**Your objective**
Report how many lines of the records below include the word "where". Give nothing but the number.

**Extracted entries**
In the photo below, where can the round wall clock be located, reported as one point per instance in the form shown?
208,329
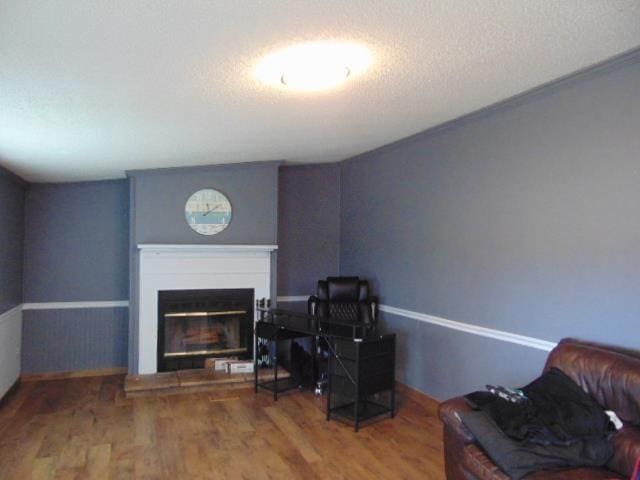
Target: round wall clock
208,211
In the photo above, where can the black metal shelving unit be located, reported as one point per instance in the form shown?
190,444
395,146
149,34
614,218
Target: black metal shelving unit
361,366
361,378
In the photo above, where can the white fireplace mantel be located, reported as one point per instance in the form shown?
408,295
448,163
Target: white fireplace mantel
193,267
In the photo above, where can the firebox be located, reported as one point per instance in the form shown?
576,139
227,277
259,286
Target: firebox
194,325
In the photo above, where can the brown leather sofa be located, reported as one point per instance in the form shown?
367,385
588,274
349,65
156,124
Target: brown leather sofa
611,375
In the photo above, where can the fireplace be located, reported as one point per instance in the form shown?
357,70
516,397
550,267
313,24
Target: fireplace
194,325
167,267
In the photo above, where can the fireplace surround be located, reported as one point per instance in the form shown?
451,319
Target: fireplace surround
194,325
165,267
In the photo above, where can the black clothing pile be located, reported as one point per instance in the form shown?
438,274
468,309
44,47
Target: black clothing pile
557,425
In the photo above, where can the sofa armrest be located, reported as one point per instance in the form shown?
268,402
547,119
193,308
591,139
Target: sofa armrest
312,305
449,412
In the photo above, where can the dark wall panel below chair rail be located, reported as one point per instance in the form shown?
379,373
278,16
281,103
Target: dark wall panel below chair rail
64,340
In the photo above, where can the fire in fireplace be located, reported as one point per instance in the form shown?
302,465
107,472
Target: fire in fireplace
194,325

**Finished task**
11